[Problem]
Continue the OpenGL lighting tutorial text below, starting right after its last sentence.

OpenGL has two completely separate systems for computing the colors that are assigned to pixels on objects. In the one that you are familiar with, colors are assigned to vertices using functions such as glColor3f, and these vertex colors determine the colors that are displayed. However, this is not physically realistic because the colors that you see actually depend on the interaction of light with various properties of the materials that the light shines on. OpenGL's second rendering system uses lights and materials in a more physically realistic way. To switch to this "lighting and materials" rendering system, you can call glEnable(GL_LIGHTING). However, if you do this without adding lights to the scene, you will only see a black screen. In fact, there are several things that you must do to get nice 3D images that use lighting and materials. This first part of the lab is a tutorial that will lead you through the steps.

[Raw records]
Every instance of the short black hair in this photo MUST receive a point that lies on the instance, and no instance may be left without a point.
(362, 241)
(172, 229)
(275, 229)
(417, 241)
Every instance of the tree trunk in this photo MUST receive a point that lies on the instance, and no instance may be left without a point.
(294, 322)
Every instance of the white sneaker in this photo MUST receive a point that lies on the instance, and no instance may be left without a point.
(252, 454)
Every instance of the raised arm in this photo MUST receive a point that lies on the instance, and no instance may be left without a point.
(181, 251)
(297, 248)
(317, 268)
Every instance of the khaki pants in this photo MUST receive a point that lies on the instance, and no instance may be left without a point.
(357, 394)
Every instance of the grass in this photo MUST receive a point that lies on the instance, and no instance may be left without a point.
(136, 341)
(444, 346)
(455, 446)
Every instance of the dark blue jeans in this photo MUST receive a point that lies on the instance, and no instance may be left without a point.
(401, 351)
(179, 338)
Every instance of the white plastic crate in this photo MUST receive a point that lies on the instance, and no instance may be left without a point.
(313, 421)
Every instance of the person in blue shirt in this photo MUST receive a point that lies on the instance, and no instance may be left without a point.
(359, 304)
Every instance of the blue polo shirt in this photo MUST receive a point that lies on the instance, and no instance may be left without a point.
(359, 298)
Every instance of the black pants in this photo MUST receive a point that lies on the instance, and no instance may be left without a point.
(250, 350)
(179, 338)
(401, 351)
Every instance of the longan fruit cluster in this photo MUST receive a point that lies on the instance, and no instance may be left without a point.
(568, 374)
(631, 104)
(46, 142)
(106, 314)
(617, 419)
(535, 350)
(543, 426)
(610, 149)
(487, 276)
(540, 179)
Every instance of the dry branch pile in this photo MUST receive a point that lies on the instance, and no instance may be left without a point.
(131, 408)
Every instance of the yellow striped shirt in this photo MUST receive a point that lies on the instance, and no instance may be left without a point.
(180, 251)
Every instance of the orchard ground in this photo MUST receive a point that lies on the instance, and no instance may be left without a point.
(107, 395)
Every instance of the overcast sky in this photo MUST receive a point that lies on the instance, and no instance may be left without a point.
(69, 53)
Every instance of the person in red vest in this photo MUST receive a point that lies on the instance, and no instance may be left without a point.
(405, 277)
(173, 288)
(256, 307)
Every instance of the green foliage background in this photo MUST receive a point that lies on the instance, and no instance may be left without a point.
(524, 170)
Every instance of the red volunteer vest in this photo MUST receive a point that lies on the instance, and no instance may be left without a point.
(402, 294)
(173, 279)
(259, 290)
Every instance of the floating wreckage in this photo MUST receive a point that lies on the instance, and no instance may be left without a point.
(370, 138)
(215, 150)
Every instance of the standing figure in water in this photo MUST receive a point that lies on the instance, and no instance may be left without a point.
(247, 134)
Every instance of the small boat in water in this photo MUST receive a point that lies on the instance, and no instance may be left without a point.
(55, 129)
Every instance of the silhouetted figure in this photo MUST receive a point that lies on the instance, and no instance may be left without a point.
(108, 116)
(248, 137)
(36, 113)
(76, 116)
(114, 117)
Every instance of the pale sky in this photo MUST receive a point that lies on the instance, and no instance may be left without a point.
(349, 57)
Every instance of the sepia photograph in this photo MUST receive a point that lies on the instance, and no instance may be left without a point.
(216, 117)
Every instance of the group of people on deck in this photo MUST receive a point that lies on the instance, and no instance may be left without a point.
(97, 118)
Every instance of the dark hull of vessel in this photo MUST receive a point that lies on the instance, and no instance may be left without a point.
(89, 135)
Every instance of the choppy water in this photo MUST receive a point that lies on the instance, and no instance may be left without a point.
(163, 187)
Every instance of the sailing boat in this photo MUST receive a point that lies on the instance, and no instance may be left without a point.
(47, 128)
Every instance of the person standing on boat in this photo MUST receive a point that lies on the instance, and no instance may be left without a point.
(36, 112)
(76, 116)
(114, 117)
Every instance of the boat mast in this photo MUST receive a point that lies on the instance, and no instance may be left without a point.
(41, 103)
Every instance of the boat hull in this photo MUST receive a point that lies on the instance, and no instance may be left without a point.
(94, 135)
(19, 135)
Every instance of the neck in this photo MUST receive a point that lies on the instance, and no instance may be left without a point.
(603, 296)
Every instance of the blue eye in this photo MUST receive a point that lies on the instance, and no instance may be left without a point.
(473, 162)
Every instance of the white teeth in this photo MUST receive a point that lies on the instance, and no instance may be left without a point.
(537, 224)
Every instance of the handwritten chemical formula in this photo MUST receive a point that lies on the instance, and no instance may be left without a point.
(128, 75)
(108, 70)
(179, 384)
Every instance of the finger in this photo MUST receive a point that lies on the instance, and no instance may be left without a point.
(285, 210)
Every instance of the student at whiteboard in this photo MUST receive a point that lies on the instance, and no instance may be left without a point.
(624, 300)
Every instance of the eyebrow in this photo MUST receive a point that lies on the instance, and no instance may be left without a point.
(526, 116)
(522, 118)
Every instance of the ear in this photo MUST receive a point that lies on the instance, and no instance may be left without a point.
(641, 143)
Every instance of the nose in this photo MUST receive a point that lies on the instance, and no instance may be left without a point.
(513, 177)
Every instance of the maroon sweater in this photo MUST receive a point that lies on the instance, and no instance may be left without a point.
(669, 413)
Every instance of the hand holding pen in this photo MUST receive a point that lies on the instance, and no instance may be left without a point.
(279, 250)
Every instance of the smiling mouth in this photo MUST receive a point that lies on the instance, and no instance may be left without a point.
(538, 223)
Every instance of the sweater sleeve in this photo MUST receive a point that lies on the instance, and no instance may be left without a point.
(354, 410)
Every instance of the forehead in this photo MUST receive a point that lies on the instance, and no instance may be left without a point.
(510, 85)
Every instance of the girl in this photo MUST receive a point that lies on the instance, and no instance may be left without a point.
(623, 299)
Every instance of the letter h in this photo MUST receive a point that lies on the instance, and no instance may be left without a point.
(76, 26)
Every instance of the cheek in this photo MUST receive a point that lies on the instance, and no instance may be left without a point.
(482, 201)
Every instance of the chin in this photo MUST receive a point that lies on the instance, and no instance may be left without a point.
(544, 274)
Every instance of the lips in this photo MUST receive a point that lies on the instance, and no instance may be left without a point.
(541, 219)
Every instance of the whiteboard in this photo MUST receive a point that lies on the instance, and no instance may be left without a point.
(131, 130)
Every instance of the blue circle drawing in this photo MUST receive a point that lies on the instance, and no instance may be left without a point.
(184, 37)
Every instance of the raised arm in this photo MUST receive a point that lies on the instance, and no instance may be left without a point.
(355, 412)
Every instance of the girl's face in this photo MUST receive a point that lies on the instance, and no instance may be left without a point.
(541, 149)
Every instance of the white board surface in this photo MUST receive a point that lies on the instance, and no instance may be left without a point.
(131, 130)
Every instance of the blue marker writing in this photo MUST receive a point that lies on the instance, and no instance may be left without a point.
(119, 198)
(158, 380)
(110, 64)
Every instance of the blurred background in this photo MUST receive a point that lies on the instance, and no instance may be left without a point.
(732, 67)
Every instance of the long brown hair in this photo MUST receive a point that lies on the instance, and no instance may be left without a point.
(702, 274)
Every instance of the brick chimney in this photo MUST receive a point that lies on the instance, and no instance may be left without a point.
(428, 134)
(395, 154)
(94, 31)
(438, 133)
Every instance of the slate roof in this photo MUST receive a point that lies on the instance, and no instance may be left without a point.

[Solved exercise]
In lab 7, you created a wireframe model that was rendered using the basic color rendering model. In this lab, you should convert your model to solid objects that are rendered using lighting and materials. If you prefer not to work with your own model, you can use my wireframe car instead. If you want to do that, use a copy of the file /home/cs324/open_gl_wireframe_starter.cc. The image at the right shows the car model after it has been converted:

Whether you use this file or your own, follow the following steps:

Step 0: This is already done in the wireframe starter program. Three-D graphics in OpenGL depends on the depth buffer to do hidden surface removal. You have to request that this buffer be created in the glutInitDisplayMode function at the beginning of the main program. The function call should read:

            glutInitDisplayMode(GLUT_RGBA | GLUT_DOUBLE | GLUT_DEPTH);

Also, you must clear the depth buffer at the same time that you clear the image. This is done by adding GL_DEPTH_BUFFER_BIT to the glClear function:

            glClear(GL_COLOR_BUFFER_BIT | GL_DEPTH_BUFFER_BIT);

Step 1: This should have been done in the wireframe starter, but wasn't. Even though you have a depth buffer, it's not used unless you enable it by calling

            glEnable(GL_DEPTH_TEST);

You should add this to the code. A good place to do it is in the init() method.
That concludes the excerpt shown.